#### [Task details]
Turn the listing below into a two-column CSV with the headers task and value. Give one row for each task text and its answer, put each field in quotation marks, and replace line breaks with spaces. Start at the beginning of the listing and stop after the line that contains "<point>11,464</point>".

#### [Records]
--------

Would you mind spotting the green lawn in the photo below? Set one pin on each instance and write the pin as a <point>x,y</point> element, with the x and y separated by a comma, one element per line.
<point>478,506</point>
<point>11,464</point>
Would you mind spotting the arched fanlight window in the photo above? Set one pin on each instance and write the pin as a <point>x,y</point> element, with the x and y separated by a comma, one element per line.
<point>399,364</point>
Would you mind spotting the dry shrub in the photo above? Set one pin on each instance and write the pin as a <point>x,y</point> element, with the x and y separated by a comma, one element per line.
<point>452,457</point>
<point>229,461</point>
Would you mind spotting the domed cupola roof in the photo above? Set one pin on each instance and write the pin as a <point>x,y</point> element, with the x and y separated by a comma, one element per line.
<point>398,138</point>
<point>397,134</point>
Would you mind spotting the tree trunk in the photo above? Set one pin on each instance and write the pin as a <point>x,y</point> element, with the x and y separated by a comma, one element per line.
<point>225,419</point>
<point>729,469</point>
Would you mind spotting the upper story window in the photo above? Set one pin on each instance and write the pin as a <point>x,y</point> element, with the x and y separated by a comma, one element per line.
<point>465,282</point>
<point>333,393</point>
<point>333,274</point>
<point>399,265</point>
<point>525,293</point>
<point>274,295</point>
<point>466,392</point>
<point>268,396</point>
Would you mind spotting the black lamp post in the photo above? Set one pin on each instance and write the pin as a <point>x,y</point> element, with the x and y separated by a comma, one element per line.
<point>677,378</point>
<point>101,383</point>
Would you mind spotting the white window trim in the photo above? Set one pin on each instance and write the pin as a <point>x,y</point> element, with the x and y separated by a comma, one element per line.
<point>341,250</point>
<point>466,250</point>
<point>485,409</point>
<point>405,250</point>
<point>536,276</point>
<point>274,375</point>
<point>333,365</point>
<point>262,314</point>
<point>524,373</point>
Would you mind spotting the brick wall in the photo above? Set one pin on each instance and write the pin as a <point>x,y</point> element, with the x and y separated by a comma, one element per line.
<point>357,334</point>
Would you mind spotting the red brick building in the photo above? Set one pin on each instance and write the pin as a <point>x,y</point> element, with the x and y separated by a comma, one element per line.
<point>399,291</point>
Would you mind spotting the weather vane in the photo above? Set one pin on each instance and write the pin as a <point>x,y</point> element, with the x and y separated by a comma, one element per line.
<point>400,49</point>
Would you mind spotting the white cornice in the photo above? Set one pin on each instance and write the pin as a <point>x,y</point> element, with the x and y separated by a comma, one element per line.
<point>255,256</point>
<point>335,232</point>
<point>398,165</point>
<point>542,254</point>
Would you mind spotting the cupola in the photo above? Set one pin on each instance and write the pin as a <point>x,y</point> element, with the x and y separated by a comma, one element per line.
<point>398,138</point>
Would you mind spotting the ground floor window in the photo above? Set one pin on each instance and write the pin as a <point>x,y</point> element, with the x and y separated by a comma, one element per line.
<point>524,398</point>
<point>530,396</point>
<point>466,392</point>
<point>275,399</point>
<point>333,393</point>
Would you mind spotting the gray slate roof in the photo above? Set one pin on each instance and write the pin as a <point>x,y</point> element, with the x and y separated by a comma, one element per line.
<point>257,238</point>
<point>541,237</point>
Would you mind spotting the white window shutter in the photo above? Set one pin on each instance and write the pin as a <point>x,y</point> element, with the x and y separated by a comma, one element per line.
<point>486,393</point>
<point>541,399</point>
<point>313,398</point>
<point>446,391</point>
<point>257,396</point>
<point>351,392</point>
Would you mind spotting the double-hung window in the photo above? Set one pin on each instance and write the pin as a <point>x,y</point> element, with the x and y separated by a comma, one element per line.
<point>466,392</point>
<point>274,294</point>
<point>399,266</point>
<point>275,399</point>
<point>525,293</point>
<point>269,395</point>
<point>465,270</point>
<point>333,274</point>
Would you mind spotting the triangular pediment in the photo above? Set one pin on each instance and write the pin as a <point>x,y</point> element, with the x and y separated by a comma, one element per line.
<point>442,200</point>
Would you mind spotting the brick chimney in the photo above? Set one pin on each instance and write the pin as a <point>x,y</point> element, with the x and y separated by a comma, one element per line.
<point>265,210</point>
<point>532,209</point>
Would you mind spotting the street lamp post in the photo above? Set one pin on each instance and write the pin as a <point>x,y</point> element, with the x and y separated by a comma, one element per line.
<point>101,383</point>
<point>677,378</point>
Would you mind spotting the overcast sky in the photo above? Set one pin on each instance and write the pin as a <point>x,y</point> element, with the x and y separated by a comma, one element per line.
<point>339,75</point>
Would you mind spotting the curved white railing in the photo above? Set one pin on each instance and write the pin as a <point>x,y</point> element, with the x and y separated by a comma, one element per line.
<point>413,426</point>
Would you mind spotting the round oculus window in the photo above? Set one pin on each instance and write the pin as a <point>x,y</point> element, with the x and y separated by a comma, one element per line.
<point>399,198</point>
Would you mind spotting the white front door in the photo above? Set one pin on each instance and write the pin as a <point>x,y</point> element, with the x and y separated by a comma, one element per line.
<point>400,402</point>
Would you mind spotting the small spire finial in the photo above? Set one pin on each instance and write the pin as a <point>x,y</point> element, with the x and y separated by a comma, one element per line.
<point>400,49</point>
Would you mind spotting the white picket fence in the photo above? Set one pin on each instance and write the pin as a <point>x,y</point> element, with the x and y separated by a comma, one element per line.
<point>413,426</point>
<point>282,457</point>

--------

#### [Final result]
task,value
"Would you mind spotting the green lawn in the photo below? Set one pin on each instance and write the pin as a <point>x,y</point> element, with the x and y separated by a comma, one element per line.","<point>478,506</point> <point>11,464</point>"